What is being asked:
Arrange the material below as a Markdown table with two columns, "No." and "Line". Give each line its own numbered row and leave out any blank lines.

>> Begin Input rows

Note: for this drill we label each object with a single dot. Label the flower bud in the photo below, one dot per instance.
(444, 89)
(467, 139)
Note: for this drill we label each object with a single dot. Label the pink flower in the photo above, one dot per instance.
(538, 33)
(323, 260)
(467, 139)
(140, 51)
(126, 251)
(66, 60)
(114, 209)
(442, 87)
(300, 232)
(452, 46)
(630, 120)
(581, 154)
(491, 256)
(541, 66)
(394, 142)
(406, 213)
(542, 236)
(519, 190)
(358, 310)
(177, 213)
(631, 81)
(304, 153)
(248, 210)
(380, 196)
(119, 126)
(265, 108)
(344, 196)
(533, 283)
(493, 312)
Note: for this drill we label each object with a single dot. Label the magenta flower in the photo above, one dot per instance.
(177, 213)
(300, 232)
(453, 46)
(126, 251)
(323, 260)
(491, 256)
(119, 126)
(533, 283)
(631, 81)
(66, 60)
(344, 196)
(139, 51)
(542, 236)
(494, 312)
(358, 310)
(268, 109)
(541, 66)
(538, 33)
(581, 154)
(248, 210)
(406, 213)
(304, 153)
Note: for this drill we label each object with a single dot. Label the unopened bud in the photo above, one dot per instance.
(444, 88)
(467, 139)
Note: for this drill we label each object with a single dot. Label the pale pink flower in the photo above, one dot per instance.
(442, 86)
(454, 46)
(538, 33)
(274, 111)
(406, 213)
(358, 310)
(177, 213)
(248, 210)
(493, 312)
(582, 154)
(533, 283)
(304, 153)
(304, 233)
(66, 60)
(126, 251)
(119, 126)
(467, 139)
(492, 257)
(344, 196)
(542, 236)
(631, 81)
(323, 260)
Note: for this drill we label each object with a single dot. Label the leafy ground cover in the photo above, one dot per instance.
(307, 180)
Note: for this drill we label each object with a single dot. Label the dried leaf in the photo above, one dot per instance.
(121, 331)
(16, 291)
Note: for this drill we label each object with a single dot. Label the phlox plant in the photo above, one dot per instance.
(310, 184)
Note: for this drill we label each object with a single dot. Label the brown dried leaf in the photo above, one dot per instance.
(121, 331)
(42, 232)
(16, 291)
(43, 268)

>> End Input rows

Answer for this exercise:
| No. | Line |
|---|---|
| 1 | Note: for this drill we label each object with a single dot. Label the flower bud in the photo below, one dot per instance. |
| 2 | (444, 89) |
| 3 | (467, 139) |
| 4 | Note: for this drill we label each object with a single dot. Label the pink flower in the photo above, one dot per instance. |
| 5 | (538, 33) |
| 6 | (323, 260) |
| 7 | (467, 139) |
| 8 | (140, 51) |
| 9 | (126, 251) |
| 10 | (66, 60) |
| 11 | (114, 209) |
| 12 | (442, 87) |
| 13 | (300, 232) |
| 14 | (452, 46) |
| 15 | (630, 120) |
| 16 | (581, 154) |
| 17 | (491, 256) |
| 18 | (541, 66) |
| 19 | (394, 142) |
| 20 | (406, 213) |
| 21 | (542, 236) |
| 22 | (519, 190) |
| 23 | (358, 310) |
| 24 | (177, 213) |
| 25 | (631, 81) |
| 26 | (304, 153) |
| 27 | (248, 210) |
| 28 | (380, 196) |
| 29 | (119, 126) |
| 30 | (265, 108) |
| 31 | (344, 196) |
| 32 | (533, 283) |
| 33 | (493, 312) |
| 34 | Note: for this drill we label each object with a single dot. Label the magenta flower in the photo above, one dot per instance. |
| 35 | (177, 213) |
| 36 | (300, 232) |
| 37 | (453, 46) |
| 38 | (126, 251) |
| 39 | (323, 260) |
| 40 | (491, 256) |
| 41 | (119, 126) |
| 42 | (533, 283) |
| 43 | (631, 81) |
| 44 | (66, 60) |
| 45 | (344, 196) |
| 46 | (139, 51) |
| 47 | (542, 236) |
| 48 | (494, 312) |
| 49 | (358, 310) |
| 50 | (268, 109) |
| 51 | (541, 66) |
| 52 | (538, 33) |
| 53 | (581, 154) |
| 54 | (248, 210) |
| 55 | (406, 213) |
| 56 | (304, 153) |
| 57 | Note: for this drill we label each object with a single dot. Label the unopened bud in the photo above, one dot per instance. |
| 58 | (444, 88) |
| 59 | (467, 139) |
| 60 | Note: for this drill we label each object with a single dot. Label the pale pink flower in the photo above, one dot per instance. |
| 61 | (442, 86) |
| 62 | (454, 46) |
| 63 | (538, 33) |
| 64 | (274, 111) |
| 65 | (406, 213) |
| 66 | (358, 310) |
| 67 | (177, 213) |
| 68 | (248, 210) |
| 69 | (493, 312) |
| 70 | (582, 154) |
| 71 | (533, 283) |
| 72 | (304, 153) |
| 73 | (304, 233) |
| 74 | (66, 60) |
| 75 | (126, 251) |
| 76 | (119, 126) |
| 77 | (467, 139) |
| 78 | (492, 257) |
| 79 | (344, 196) |
| 80 | (542, 236) |
| 81 | (631, 81) |
| 82 | (323, 260) |
| 83 | Note: for this drill we label each object with a single dot. Label the leafy ground cover in the photo above, one dot per instance. |
| 84 | (307, 180) |
| 85 | Note: for this drill we label each object with a single dot. Label the dried leaf in the photo above, one dot per instance. |
| 86 | (121, 331) |
| 87 | (16, 291) |
| 88 | Note: for this drill we label each object with a single dot. Label the phlox plant in the photo above, one dot per instance. |
| 89 | (310, 184) |
| 90 | Note: for this drill we label each object with a single dot. Label the brown dried leaf in the photo above, one dot per instance. |
| 91 | (121, 331) |
| 92 | (42, 232) |
| 93 | (16, 291) |
| 94 | (43, 268) |